* _EXERCISE TASK_: Extend the memorandum on Sites of Special Scientific Interest below, starting right after its final sentence.

--- Begin EXTRACT TO READ ---

Select Committee on Environment, Food and Rural Affairs Minutes of Evidence


Memorandum submitted by the Department for Environment, Food and Rural Affairs (N19)

BACKGROUND

  1.  Sites of Special Scientific Interest (SSSIs) help to conserve and protect the best of England's wildlife, geological and physiographical heritage for the benefit of present and future generations. The series of sites is, as a whole, intended to encompass the full range of the country's natural and semi-natural habitats.

  2.  Protected nature conservation sites were first introduced under the National Parks and Access to the Countryside Act 1949. The main statutory framework for SSSIs as we know them today is contained in section 28 of the Wildlife and Countryside Act 1981. The protection afforded these sites was substantially strengthened with new provisions for the 1981 Act introduced by section 75 of and schedule 9 to the Countryside and Rights of Way Act 2000 (the CRoW Act). Although the original legislation applied to England, Scotland and Wales, such matters are now devolved and the amendments under the CroW Act apply to England and Wales only. Defra's responsibilities, and its PSA target, apply only to England.

--- End EXTRACT TO READ ---
--- Begin DATA LISTING ---

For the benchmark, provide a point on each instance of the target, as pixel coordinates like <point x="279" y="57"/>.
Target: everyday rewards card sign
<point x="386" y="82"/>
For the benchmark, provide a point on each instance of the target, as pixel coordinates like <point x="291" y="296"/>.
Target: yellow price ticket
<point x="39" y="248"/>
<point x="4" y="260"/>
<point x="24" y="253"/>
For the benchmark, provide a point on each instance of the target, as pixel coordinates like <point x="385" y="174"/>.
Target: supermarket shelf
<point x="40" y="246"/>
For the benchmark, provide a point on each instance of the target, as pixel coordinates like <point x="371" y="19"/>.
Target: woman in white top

--- End DATA LISTING ---
--- Begin DATA LISTING ---

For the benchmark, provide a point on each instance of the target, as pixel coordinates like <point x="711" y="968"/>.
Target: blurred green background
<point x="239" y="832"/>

--- End DATA LISTING ---

* _RESULT_:
  3.  English Nature is required to notify land which in its opinion is of special interest for its fauna or flora, or for its geological or physiographical features. In determining its opinion, English Nature follows Guidelines published, and revised and amplified, by the Joint Nature Conservation Committee (JNCC) since 1989. It then notifies owners, occupiers and others with an interest, with a description of the features of special interest, a list of operations likely to damage the site, and its views as to how the land needs to be managed. The notification is confirmed nine months later, subject to consideration by English Nature's Council of any representations which have not, by then, been resolved.

  4.  There are now 4,113 SSSIs in England, covering 1,055,000 hectares, or 7% of the total area of land, and representing each of the 20 broad habitat types identified for the purpose by English Nature.

SSSIs in the biodiversity context:

  5.  The Government's overall nature conservation objectives are set out in the England Biodiversity Strategy—Working with the grain of nature (2002). [1]The Government acknowledges that protection of special sites alone will not be sufficient to ensure the conservation of biodiversity. The Strategy sets out the Government's aim of "ensuring that special sites sit within a `wildlife-friendly' landscape that reduces fragmentation of habitats, helps species populations to disperse and regenerate and supports wide ranging species in healthy ecosystems". Securing healthy habitats and species populations within special sites is an essential component of delivering the objectives of the Strategy.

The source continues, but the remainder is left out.